Bittere Arbeitsbedingungentun & lassen

Was Grenze, Ausbeutung und Obst verbindet

In der Migrationsdebatte kennt man den Arbeitsmarkt betreffend zwei gängige Vorurteile – «Die nehmen uns die Arbeitsplätze weg» vs. «Die sind zu faul zum Arbeiten» – und weiß nicht, für welches man sich entscheiden soll. Dass beide nicht stimmen, sondern dass Aslywerber_innen der Arbeitsmarktzugang bis auf minimale Ausnahmen versperrt bleibt, ist ein Wissen, dass erst verbreitet werden muss.

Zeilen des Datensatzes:

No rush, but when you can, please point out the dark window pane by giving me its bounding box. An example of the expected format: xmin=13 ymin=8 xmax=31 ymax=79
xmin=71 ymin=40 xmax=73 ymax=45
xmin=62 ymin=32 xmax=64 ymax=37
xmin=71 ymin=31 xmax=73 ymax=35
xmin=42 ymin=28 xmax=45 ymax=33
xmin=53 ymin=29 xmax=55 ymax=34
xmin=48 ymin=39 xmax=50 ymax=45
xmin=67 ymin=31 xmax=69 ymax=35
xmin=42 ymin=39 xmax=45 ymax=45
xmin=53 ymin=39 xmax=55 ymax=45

Erforderliche Aufgabe 1 —
Geben Sie aus dem Ausgangstext den Abschnitt unverändert wieder, der bei den Worten „Bittere Arbeitsbedingungentun &“ einsetzt und nach den Worten „verbreitet werden muss.“ endet.
Erforderliche Aufgabe 2 —
Übersetzen Sie den folgenden Satz aus dem Ausgangstext ins Englische: „In der Migrationsdebatte kennt man den Arbeitsmarkt betreffend zwei gängige Vorurteile – «Die nehmen uns die Arbeitsplätze weg» vs. «Die sind zu faul zum Arbeiten» – und weiß nicht, für welches man sich entscheiden soll.“
Die Zeilen des Datensatzes werden hierfür nicht benötigt.

Lösung 1 —
Bittere Arbeitsbedingungentun & lassen

Was Grenze, Ausbeutung und Obst verbindet

In der Migrationsdebatte kennt man den Arbeitsmarkt betreffend zwei gängige Vorurteile – «Die nehmen uns die Arbeitsplätze weg» vs. «Die sind zu faul zum Arbeiten» – und weiß nicht, für welches man sich entscheiden soll. Dass beide nicht stimmen, sondern dass Aslywerber_innen der Arbeitsmarktzugang bis auf minimale Ausnahmen versperrt bleibt, ist ein Wissen, dass erst verbreitet werden muss.

Lösung 2 —
In the migration debate, two common prejudices concerning the labor market are familiar – "They're taking our jobs away" vs. "They're too lazy to work" – and one doesn't know which one to settle on.